Work request:
The records below hold a stretch from the line with "Would you mind pinning the electrical" through the line with "Would you mind pinning the white dining"; return exactly those lines, ends included, and nothing more.

Provided records:
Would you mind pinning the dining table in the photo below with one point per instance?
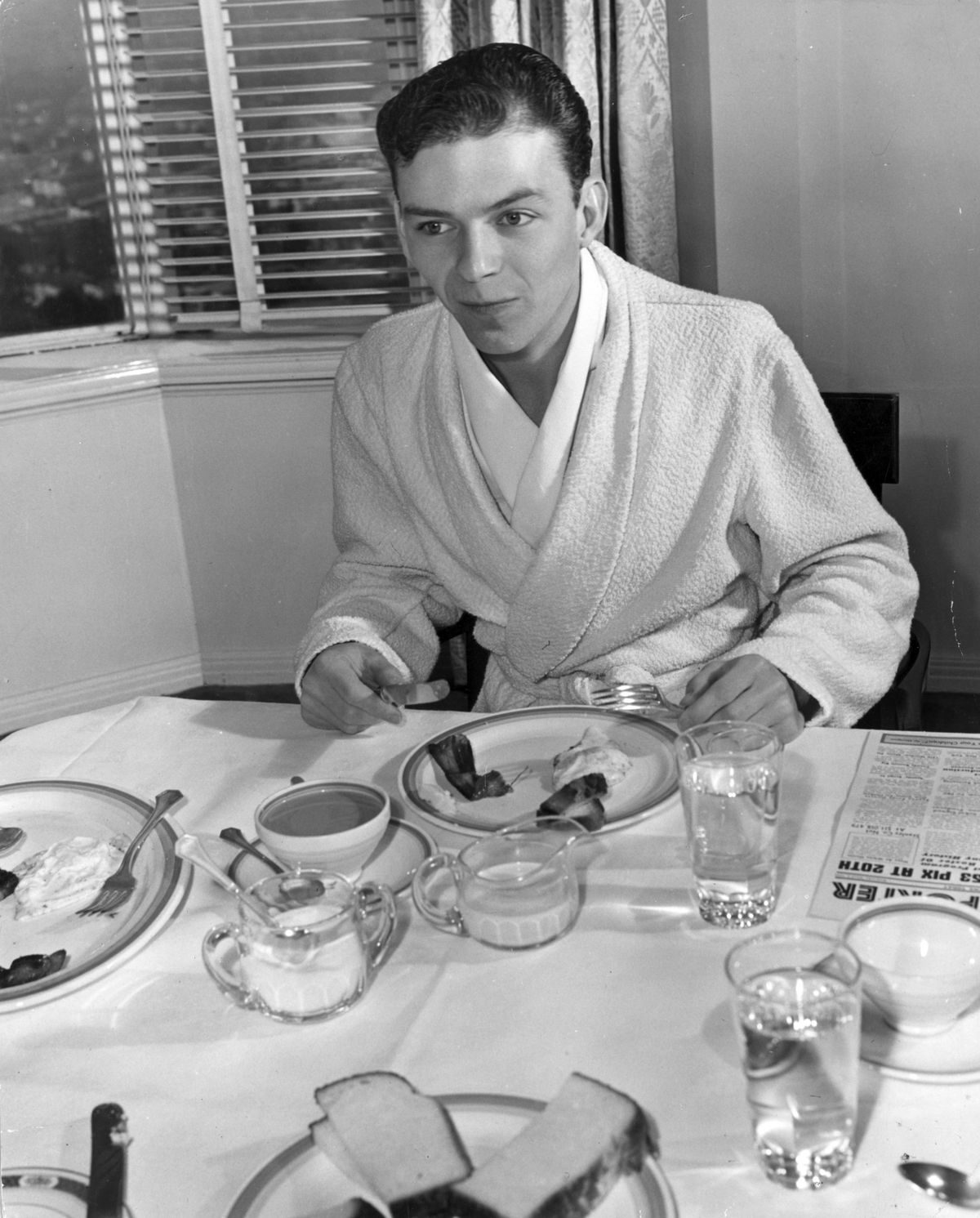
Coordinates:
(633, 995)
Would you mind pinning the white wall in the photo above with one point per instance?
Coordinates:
(845, 176)
(96, 598)
(166, 518)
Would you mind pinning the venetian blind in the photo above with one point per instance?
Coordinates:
(240, 143)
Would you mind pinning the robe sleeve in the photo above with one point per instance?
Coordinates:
(835, 564)
(380, 590)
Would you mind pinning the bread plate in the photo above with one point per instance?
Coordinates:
(521, 746)
(45, 1193)
(295, 1180)
(52, 811)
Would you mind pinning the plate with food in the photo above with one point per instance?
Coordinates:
(45, 1193)
(590, 1145)
(74, 836)
(605, 768)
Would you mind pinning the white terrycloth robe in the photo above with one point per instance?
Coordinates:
(709, 508)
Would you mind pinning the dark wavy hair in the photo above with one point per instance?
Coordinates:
(478, 93)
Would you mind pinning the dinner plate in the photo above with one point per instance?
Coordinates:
(49, 813)
(394, 861)
(950, 1056)
(521, 746)
(44, 1193)
(292, 1184)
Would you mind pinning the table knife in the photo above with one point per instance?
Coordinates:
(109, 1139)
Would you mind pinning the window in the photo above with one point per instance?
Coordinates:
(57, 261)
(245, 188)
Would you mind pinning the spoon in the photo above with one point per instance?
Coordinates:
(190, 848)
(944, 1183)
(10, 840)
(238, 838)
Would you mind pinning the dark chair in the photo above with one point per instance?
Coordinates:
(868, 424)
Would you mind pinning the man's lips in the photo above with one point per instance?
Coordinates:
(486, 306)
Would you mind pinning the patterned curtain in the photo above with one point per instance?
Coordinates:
(615, 54)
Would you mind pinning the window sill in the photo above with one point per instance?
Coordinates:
(60, 377)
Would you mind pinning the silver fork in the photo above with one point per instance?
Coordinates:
(626, 696)
(118, 888)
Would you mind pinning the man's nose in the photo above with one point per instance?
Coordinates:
(479, 256)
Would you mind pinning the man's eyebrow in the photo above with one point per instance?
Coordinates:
(506, 201)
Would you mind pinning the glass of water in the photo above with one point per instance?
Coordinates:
(798, 1014)
(729, 788)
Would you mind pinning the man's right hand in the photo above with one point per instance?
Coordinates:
(339, 689)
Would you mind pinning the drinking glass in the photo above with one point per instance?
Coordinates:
(729, 789)
(798, 1015)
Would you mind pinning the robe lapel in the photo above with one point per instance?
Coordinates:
(559, 598)
(464, 513)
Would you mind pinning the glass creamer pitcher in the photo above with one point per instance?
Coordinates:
(513, 890)
(312, 954)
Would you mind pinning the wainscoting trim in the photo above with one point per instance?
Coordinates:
(163, 676)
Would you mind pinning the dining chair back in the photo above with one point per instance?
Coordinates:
(868, 424)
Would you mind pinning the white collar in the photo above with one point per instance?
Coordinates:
(523, 464)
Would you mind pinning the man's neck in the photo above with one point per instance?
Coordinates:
(531, 381)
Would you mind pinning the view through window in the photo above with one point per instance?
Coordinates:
(236, 139)
(57, 260)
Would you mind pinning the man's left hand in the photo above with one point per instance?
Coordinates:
(746, 687)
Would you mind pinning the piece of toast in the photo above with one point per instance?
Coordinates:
(564, 1162)
(385, 1134)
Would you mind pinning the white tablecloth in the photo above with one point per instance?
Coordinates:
(635, 995)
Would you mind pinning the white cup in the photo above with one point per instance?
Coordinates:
(330, 825)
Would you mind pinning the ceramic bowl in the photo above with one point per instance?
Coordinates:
(920, 960)
(332, 826)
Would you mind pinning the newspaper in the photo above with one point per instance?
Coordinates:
(910, 825)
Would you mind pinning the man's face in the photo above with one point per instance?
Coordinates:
(492, 227)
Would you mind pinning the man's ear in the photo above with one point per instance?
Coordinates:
(593, 205)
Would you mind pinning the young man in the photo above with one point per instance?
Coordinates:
(620, 478)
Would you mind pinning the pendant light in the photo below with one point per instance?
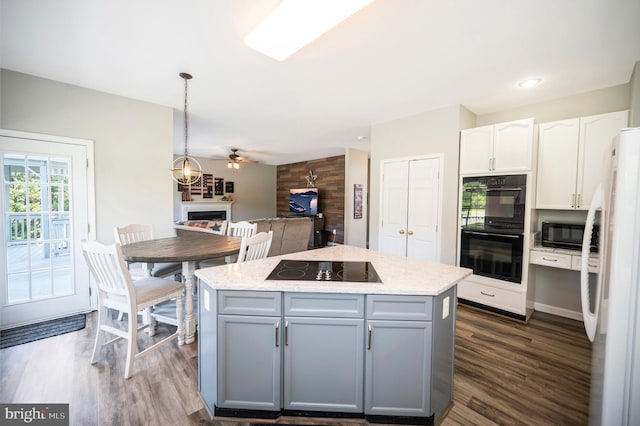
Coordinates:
(186, 170)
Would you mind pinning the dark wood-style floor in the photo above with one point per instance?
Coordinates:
(506, 373)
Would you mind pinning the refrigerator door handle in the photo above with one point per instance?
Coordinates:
(590, 318)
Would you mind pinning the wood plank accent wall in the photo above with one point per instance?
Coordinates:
(330, 183)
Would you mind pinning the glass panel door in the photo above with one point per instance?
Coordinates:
(45, 211)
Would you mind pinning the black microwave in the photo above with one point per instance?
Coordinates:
(568, 236)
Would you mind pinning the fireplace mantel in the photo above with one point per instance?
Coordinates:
(204, 206)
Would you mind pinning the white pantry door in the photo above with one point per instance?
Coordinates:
(410, 208)
(422, 214)
(45, 214)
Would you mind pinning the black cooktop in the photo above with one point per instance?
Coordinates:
(313, 270)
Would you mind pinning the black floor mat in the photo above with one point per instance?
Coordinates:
(41, 330)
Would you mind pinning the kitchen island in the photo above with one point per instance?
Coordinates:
(382, 350)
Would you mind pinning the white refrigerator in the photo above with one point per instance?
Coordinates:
(613, 321)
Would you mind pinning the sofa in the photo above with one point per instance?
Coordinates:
(290, 234)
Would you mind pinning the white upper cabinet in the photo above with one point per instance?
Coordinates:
(500, 148)
(571, 159)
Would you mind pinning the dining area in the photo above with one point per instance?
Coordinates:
(141, 276)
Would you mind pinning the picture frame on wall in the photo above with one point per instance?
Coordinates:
(218, 186)
(357, 201)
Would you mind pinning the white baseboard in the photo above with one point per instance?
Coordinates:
(561, 312)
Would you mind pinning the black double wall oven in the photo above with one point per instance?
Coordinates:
(492, 234)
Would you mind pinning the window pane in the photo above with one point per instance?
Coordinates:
(14, 170)
(17, 198)
(17, 255)
(17, 288)
(62, 283)
(59, 170)
(41, 284)
(37, 195)
(39, 255)
(37, 171)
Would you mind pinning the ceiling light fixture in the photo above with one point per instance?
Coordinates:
(186, 170)
(529, 82)
(234, 160)
(296, 23)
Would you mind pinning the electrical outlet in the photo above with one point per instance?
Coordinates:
(445, 307)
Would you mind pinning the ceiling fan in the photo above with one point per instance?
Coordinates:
(235, 159)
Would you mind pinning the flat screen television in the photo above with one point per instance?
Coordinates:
(303, 201)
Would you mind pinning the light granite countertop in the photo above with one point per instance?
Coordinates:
(399, 275)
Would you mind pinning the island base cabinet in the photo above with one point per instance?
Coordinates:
(249, 362)
(398, 368)
(323, 364)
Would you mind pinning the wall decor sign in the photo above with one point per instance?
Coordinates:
(219, 186)
(357, 201)
(207, 181)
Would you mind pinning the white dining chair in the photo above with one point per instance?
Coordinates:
(141, 232)
(256, 247)
(116, 290)
(241, 229)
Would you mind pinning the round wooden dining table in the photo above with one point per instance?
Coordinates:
(186, 249)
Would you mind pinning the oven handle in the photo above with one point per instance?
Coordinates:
(511, 188)
(486, 234)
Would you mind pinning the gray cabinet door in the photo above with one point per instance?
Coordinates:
(398, 368)
(323, 364)
(249, 359)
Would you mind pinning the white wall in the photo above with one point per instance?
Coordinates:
(615, 98)
(356, 166)
(133, 145)
(434, 132)
(634, 116)
(254, 193)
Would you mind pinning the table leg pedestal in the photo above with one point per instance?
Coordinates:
(188, 269)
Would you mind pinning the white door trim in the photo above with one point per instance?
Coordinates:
(91, 204)
(440, 158)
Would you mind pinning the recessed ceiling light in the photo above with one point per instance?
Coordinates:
(296, 23)
(530, 82)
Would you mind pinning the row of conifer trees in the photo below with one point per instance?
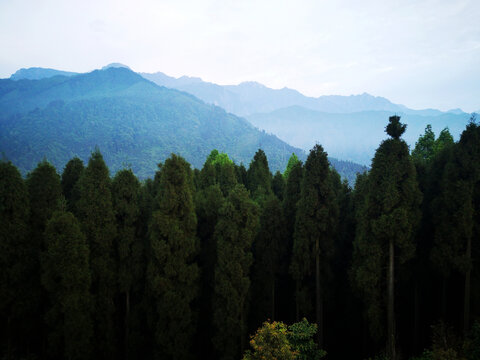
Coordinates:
(189, 263)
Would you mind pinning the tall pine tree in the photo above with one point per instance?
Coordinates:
(95, 212)
(234, 234)
(125, 196)
(391, 215)
(66, 278)
(315, 227)
(15, 255)
(172, 272)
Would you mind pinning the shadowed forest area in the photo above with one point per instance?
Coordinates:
(192, 263)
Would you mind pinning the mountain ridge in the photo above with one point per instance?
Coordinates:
(132, 120)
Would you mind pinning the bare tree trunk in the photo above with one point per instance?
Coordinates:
(319, 303)
(297, 306)
(444, 299)
(416, 316)
(127, 322)
(466, 304)
(273, 299)
(390, 307)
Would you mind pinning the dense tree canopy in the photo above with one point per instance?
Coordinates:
(187, 264)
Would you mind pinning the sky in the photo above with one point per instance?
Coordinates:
(422, 54)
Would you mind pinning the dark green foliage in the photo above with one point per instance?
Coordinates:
(315, 226)
(66, 279)
(444, 139)
(15, 253)
(70, 176)
(97, 218)
(208, 203)
(130, 249)
(245, 247)
(241, 172)
(388, 217)
(234, 234)
(425, 146)
(45, 192)
(292, 161)
(270, 254)
(292, 195)
(395, 128)
(172, 273)
(258, 176)
(278, 185)
(300, 336)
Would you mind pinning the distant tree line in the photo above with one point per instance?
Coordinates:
(188, 264)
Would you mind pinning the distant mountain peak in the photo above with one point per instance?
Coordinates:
(115, 65)
(455, 111)
(190, 78)
(252, 84)
(37, 73)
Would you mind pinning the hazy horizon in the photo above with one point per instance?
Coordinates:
(422, 54)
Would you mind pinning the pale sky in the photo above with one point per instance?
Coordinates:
(423, 54)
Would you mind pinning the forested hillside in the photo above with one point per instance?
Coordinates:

Task answer:
Would you mind pinning the electrical outlet in the photo above with one point per instance?
Coordinates:
(445, 307)
Would you mind pinning the ceiling fan in the photo above with one point per instance?
Coordinates:
(235, 159)
Would you mind pinning the flat screen television in the photo above with one point per instance?
Coordinates:
(303, 201)
Would you mind pinning the light granite countertop in the photo above with one point per instance?
Coordinates:
(399, 275)
Would you mind pinning the island base cabinet in the photo above with one point per instance?
Coordinates:
(249, 362)
(398, 368)
(323, 364)
Would you mind pinning the wall decor sign in the photo above with one point per instance?
Coordinates:
(219, 186)
(357, 201)
(207, 181)
Would you mind pinning the white dining chair in the photo above with one point per instance?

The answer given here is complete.